What is being asked:
Set down every entry below exactly as it stands.

Dataset extract:
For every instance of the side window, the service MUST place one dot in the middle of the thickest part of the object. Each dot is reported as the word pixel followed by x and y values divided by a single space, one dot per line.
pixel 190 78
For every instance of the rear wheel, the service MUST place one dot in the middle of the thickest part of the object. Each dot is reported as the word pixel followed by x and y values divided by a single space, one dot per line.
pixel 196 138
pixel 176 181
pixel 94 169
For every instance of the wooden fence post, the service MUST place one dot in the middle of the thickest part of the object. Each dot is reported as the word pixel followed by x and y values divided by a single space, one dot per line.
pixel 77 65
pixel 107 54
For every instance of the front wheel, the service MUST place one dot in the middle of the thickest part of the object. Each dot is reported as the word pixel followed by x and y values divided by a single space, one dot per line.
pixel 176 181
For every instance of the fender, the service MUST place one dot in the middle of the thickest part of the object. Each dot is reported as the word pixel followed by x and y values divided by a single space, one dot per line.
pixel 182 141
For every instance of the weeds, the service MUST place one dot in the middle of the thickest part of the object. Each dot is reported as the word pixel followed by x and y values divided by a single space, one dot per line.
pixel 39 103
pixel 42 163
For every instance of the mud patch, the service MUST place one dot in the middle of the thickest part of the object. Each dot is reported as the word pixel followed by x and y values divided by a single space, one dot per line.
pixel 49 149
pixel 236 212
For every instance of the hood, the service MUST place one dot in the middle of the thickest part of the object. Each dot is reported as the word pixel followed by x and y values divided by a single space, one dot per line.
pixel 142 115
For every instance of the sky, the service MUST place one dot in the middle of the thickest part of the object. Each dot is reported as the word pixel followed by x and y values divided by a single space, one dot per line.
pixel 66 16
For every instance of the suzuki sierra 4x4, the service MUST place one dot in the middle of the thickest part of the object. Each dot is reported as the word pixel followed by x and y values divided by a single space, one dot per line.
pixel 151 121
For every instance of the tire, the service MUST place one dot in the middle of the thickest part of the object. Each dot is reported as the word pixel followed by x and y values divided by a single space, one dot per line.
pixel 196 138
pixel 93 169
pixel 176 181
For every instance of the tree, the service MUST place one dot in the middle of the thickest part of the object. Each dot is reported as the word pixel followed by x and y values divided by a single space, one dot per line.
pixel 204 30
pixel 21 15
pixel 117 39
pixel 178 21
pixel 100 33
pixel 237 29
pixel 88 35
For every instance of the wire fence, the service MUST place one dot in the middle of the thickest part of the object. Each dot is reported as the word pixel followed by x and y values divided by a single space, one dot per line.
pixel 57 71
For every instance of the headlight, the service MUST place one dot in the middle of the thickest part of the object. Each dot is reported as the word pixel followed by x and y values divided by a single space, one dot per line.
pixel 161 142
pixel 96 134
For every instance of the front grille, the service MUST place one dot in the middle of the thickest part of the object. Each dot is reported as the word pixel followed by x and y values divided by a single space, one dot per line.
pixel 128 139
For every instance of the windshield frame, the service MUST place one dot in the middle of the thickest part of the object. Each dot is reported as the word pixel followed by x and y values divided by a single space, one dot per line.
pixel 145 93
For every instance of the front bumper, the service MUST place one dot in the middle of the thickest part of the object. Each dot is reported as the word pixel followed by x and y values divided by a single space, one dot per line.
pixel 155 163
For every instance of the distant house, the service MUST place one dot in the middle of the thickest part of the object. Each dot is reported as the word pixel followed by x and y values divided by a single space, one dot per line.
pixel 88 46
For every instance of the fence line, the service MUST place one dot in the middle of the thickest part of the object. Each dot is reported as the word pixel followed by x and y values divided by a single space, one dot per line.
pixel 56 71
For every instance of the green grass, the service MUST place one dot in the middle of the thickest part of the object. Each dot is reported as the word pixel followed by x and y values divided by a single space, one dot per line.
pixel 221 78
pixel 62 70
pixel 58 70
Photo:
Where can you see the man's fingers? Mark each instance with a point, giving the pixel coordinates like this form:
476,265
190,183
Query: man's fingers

Your response:
For every instance of the side window, the service MUST place one dot in the middle of the thickest part of the object. Each dot is reported as the word pixel followed by x and y values divided by a single space, one dot per line.
pixel 190 78
For every instance of the rear wheel, the service MUST place one dot in the middle of the thickest part of the object. Each dot is reported as the word pixel followed by x and y values divided by a single space, one dot per line.
pixel 196 138
pixel 176 181
pixel 94 169
For every instance of the wooden fence post, the service MUST place one dot in the middle of the thickest part of the object. Each dot is reported as the word pixel followed by x and y values divided by a single space, one dot per line.
pixel 77 65
pixel 107 54
For every instance of the front wheel, the service MUST place one dot in the middle of the thickest part of the object. Each dot is reported as the word pixel followed by x and y values divided by a single space, one dot per line.
pixel 176 181
For every instance of the fender, the service MUST place one dot in the middle of the thickest part of the object. Each dot is reported as the word pixel followed by x and y values divided by a single space, one dot per line.
pixel 182 141
For every instance of the weeds, the service MUST place one dot in the middle of the thickest part of the object. Each dot is reported as the word pixel followed by x and y values divided by a single space, one dot per line.
pixel 39 103
pixel 42 163
For every instance of the mud patch, the service MUST place one dot in the middle of the thickest part of the object. Each dot is reported as the word pixel followed by x and y values divided by a single space, one dot per line.
pixel 49 149
pixel 236 212
For every instance of the hood, the service MUST place one dot in the middle of the thickest part of the object. Each dot is reported as the word pixel followed by x and y values divided by a single space, one dot per line.
pixel 142 115
For every instance of the sky, the service MUST place one dot in the middle of the thickest part of the object. Each dot is reported as the word pixel followed by x and y values divided by a single space, one dot per line.
pixel 66 16
For every instance of the suzuki sierra 4x4, the service MUST place one dot in the middle of the thickest part of the object. Each dot is reported as the word pixel followed by x and y values divided by a single space, one dot per line.
pixel 151 121
For every instance of the tire, the service MUST place one dot in the middle of the thickest part of the object. Each dot is reported as the word pixel followed by x and y values divided by a single space, one dot per line.
pixel 196 138
pixel 93 169
pixel 176 181
For every instance of the tree, the service MUST place one dot in the middle of the thickest part of the object. Each dot is reported as the word pixel followed by x and y values divided by a single space, one dot per line.
pixel 204 30
pixel 21 15
pixel 117 39
pixel 178 21
pixel 100 33
pixel 237 29
pixel 88 35
For every instance of the wire fence, the service MUST place one dot in the middle of the thickest part of the object. Each dot is reported as the word pixel followed by x and y values divided by a single space, one dot per line.
pixel 57 71
For every instance of the headlight, the service MUST place one dot in the middle of the thickest part of the object. Each dot is reported as the word pixel followed by x and y values divided by a single space, one dot per line.
pixel 161 142
pixel 96 134
For every instance of the front grille, the service MUST place one dot in the middle of the thickest part of the object. Each dot is reported as the word pixel followed by x and y values divided by a single space, one dot per line.
pixel 128 139
For every instance of the windshield frame, the service MUST place one dot in the middle of the thickest part of the object. Each dot is reported as the word pixel followed by x and y values divided by a single space, one dot per line.
pixel 145 93
For every instance of the front bumper, the service MUST place one dot in the middle of the thickest part of the object. Each dot is reported as the word pixel followed by x and y values divided by a single space, one dot per line.
pixel 155 163
For every instance of the distant house, the service MUST place one dot in the middle of the thickest part of the object. Each dot is reported as the word pixel followed by x and y values divided by a single space, one dot per line.
pixel 88 46
For every instance of the fence line, the service MUST place one dot in the middle of the thickest part of the object. Each dot is reported as the word pixel followed by x and y values divided by a single space, one dot per line.
pixel 56 71
For every instance of the green grass, the service MUST place one dot in the middle of the thickest part of the object. Each dot is reported as the word pixel followed by x and y values divided by a single space, one dot per line.
pixel 221 78
pixel 62 70
pixel 58 70
Photo:
Where can you see the man's fingers? Mark each instance with a point, giving the pixel coordinates like this form:
476,265
190,183
Query: man's fingers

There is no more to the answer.